[Start of Attachment]
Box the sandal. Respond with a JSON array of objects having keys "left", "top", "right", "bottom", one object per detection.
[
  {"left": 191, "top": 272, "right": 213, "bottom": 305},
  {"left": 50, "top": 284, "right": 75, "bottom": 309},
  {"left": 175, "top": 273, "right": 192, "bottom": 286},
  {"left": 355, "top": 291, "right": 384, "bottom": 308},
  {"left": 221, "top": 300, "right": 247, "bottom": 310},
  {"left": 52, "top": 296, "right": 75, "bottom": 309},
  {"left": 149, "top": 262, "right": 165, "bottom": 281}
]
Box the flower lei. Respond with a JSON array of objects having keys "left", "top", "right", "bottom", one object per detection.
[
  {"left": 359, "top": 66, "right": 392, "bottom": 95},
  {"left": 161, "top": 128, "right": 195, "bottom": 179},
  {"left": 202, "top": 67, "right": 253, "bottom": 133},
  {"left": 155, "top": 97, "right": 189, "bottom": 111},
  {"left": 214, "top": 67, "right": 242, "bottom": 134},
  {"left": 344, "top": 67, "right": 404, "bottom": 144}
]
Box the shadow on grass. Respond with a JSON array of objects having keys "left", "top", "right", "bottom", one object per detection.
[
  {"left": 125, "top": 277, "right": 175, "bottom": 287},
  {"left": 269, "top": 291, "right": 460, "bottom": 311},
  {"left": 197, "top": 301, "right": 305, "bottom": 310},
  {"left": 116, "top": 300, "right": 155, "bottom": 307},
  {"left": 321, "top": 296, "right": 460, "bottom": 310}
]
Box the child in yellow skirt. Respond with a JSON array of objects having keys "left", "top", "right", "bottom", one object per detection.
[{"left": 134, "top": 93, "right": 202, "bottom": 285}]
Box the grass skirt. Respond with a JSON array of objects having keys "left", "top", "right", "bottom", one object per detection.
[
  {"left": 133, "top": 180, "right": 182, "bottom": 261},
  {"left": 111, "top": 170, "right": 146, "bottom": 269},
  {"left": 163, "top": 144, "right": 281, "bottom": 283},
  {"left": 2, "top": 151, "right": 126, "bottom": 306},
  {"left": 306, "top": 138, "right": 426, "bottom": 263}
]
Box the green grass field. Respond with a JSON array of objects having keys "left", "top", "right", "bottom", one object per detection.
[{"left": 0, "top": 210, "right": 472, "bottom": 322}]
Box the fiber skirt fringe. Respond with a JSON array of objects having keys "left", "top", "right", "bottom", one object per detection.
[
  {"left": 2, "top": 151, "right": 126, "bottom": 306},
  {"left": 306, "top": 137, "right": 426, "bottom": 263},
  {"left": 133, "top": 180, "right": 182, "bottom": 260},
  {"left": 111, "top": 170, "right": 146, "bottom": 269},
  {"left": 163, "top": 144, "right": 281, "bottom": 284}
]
[End of Attachment]
● **Your task**:
The data above should be copied out with complete accuracy.

● **Your response**:
Box the sandal. Respond with a JSON array of objects having keys "left", "top", "right", "bottom", one object per detection.
[
  {"left": 191, "top": 272, "right": 213, "bottom": 305},
  {"left": 50, "top": 284, "right": 75, "bottom": 309},
  {"left": 175, "top": 273, "right": 192, "bottom": 286},
  {"left": 355, "top": 291, "right": 384, "bottom": 308},
  {"left": 221, "top": 300, "right": 247, "bottom": 310},
  {"left": 52, "top": 296, "right": 75, "bottom": 309},
  {"left": 149, "top": 262, "right": 165, "bottom": 281}
]
Box the flower lei. Respond with a JSON array of objects having keys "left", "top", "right", "bottom", one object per detection.
[
  {"left": 359, "top": 66, "right": 392, "bottom": 95},
  {"left": 161, "top": 128, "right": 195, "bottom": 179},
  {"left": 202, "top": 67, "right": 253, "bottom": 133},
  {"left": 155, "top": 97, "right": 189, "bottom": 111},
  {"left": 214, "top": 67, "right": 242, "bottom": 134},
  {"left": 344, "top": 67, "right": 404, "bottom": 144}
]
Box the shadow on grass. Respond with a JSON array of objects having keys "left", "top", "right", "bottom", one object per detection.
[
  {"left": 125, "top": 277, "right": 175, "bottom": 287},
  {"left": 269, "top": 291, "right": 460, "bottom": 311},
  {"left": 197, "top": 301, "right": 305, "bottom": 310},
  {"left": 116, "top": 300, "right": 155, "bottom": 307},
  {"left": 321, "top": 296, "right": 460, "bottom": 310}
]
Box the child in yellow skirt. Respond with a JSON array of objects having keys "left", "top", "right", "bottom", one object per detection.
[{"left": 134, "top": 93, "right": 202, "bottom": 285}]
Box the grass skirt. Respond with a JSON array of objects having keys "left", "top", "right", "bottom", one object per detection.
[
  {"left": 133, "top": 180, "right": 182, "bottom": 261},
  {"left": 111, "top": 170, "right": 146, "bottom": 269},
  {"left": 163, "top": 144, "right": 281, "bottom": 283},
  {"left": 2, "top": 151, "right": 126, "bottom": 306},
  {"left": 306, "top": 138, "right": 426, "bottom": 263}
]
Box the green grass field. Respond with a JSON array of objects having keys "left", "top", "right", "bottom", one object per detection.
[{"left": 0, "top": 210, "right": 472, "bottom": 322}]
Box the fiber skirt fringe. Respond with a JSON array of objects having keys "left", "top", "right", "bottom", one object per detection.
[
  {"left": 2, "top": 151, "right": 126, "bottom": 306},
  {"left": 306, "top": 137, "right": 426, "bottom": 263},
  {"left": 133, "top": 180, "right": 182, "bottom": 260},
  {"left": 111, "top": 170, "right": 146, "bottom": 269},
  {"left": 163, "top": 144, "right": 281, "bottom": 284}
]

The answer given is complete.